* [REQUEST 1] Reproduce the portion of the hierarchical matching documentation below that runs between "data(ne_ref)" and "of interest. E.g.", inclusive.

* [TEXT EXCERPT]
In a resolve type join with hmatch_settle, rows of raw with multiple matches to ref are resolved to the highest hierarchical level that is non-conflicting among all matches (or no match if there is a conflict at the very first level). E.g.

raw:
⁠1. | United States | <NA> | Jefferson |⁠

Relevant rows from ref:
⁠1. | United States | <NA> | <NA> |⁠
⁠2. | United States | New York | Jefferson |⁠
⁠3. | United States | Pennsylvania | Jefferson |⁠

In a regular join, the single row from raw (above) will match all three rows from ref. However, in a resolve join the multiple matches will be resolved to the first row from ref, because only the first hierarchical level ("United States") is non-conflicting among all possible matches.

Note that there's a distinction between "common" values at a given hierarchical level (i.e. a single unique value in each row) and "non-conflicting" values (i.e. a single unique value or a missing value). E.g.

raw:
⁠1. | United States | New York | New York |⁠

Relevant rows from ref:
⁠1. | United States | <NA> | <NA> |⁠
⁠2. | United States | New York | <NA> |⁠
⁠3. | United States | New York | New York |⁠

In the example above, only the 1st hierarchical level ("United States") is "common" to all matches, but all hierarchical levels are "non-conflicting" (i.e. because row 2 is a hierarchical child of row 1, and row 3 a child of row 2), and so a resolve-type match will be made to the 3rd row in ref.

Examples

data(ne_raw)
data(ne_ref)

# return matches at all levels
hmatch_settle(ne_raw, ne_ref, pattern = "^adm", type = "inner")

# use a resolve join to settle for the best possible match for each row
hmatch_settle(ne_raw, ne_ref, pattern = "^adm", type = "resolve_inner")

Hierarchical matching, separately at each hierarchical level

Description

Implements hierarchical matching, separately at each hierarchical level within the data. For a given level, the raw data that is matched includes every unique combination of values at and below the level of interest. E.g.

Level 1:
⁠| Canada |⁠
⁠| United States |⁠

Level 2:
⁠| Canada | Ontario |⁠
⁠| United States | New York |⁠
⁠| United States | Pennsylvania |⁠

Level 3:
⁠| Canada | Ontario | Ottawa |⁠
⁠| Canada | Ontario | Toronto |⁠
⁠| United States | New York | Bronx |⁠
⁠| United States | New York | New York |⁠
⁠| United States | Pennsylvania | Philadelphia |⁠

Usage

hmatch_split(
  raw,
  ref,
  pattern,
  pattern_ref = pattern,
  by,
  by_ref = by,
  fn = "hmatch",
  type = "left",
  allow_gaps = TRUE,
  fuzzy = FALSE,
  fuzzy_method = "osa",
  fuzzy_dist = 1L,
  dict = NULL,
  ref_prefix = "ref_",
  std_fn = string_std,
  ...,
  levels = NULL,
  always_list = FALSE,
  man,
  code_col,
  always_tokenize = FALSE,
  token_split = "_",
  exclude_freq = 3,
  exclude_nchar = 3,
  exclude_values = NULL
)

* [REQUEST 2] Locate every line in the records below that contains the string "garage", and copy each of those lines.

* [RECORDS SUPPLIED]
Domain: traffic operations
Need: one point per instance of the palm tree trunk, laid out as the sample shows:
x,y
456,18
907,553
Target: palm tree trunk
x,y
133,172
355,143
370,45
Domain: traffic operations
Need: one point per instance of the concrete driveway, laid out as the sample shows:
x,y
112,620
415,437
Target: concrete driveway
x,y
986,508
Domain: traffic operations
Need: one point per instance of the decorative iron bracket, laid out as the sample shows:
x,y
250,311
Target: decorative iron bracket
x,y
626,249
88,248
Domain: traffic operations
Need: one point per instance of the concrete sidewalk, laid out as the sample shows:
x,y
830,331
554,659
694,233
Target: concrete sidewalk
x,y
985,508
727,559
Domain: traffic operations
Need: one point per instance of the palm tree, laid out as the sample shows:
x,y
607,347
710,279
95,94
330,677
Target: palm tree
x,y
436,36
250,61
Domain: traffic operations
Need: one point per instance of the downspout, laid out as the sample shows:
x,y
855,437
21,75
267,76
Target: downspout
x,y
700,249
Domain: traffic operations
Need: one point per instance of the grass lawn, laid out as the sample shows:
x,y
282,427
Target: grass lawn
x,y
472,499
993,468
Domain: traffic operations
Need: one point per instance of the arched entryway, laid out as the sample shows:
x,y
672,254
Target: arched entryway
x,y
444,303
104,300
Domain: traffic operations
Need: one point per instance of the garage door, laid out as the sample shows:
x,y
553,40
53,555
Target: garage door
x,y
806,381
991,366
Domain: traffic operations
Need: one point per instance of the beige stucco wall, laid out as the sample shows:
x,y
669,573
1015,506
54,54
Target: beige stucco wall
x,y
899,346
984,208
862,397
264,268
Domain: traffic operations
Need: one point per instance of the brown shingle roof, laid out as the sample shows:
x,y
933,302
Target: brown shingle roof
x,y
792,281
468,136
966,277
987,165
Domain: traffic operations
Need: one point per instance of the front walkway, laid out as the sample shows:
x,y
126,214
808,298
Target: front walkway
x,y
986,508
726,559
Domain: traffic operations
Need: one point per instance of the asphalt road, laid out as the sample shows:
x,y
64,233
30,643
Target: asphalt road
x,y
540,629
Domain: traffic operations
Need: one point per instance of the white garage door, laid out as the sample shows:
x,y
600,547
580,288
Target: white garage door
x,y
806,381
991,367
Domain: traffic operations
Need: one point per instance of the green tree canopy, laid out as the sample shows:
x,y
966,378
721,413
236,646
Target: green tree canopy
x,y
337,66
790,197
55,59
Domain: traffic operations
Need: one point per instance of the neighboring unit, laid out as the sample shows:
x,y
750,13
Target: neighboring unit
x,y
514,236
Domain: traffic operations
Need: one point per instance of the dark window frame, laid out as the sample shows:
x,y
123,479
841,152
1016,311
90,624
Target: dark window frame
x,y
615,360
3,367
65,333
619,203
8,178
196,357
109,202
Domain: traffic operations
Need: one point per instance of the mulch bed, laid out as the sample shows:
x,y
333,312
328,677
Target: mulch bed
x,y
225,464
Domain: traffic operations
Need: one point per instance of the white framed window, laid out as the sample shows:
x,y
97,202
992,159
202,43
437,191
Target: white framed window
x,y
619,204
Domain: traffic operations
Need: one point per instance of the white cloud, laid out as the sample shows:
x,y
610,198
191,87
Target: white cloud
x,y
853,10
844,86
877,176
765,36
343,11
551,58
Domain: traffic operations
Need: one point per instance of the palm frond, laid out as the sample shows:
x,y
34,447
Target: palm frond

* [EXERCISE SOLUTION 1]
data(ne_ref)

# return matches at all levels
hmatch_settle(ne_raw, ne_ref, pattern = "^adm", type = "inner")

# use a resolve join to settle for the best possible match for each row
hmatch_settle(ne_raw, ne_ref, pattern = "^adm", type = "resolve_inner")

Hierarchical matching, separately at each hierarchical level

Description

Implements hierarchical matching, separately at each hierarchical level within the data. For a given level, the raw data that is matched includes every unique combination of values at and below the level of interest. E.g.

* [EXERCISE SOLUTION 2]
Need: one point per instance of the garage door, laid out as the sample shows:
Target: garage door
Need: one point per instance of the white garage door, laid out as the sample shows:
Target: white garage door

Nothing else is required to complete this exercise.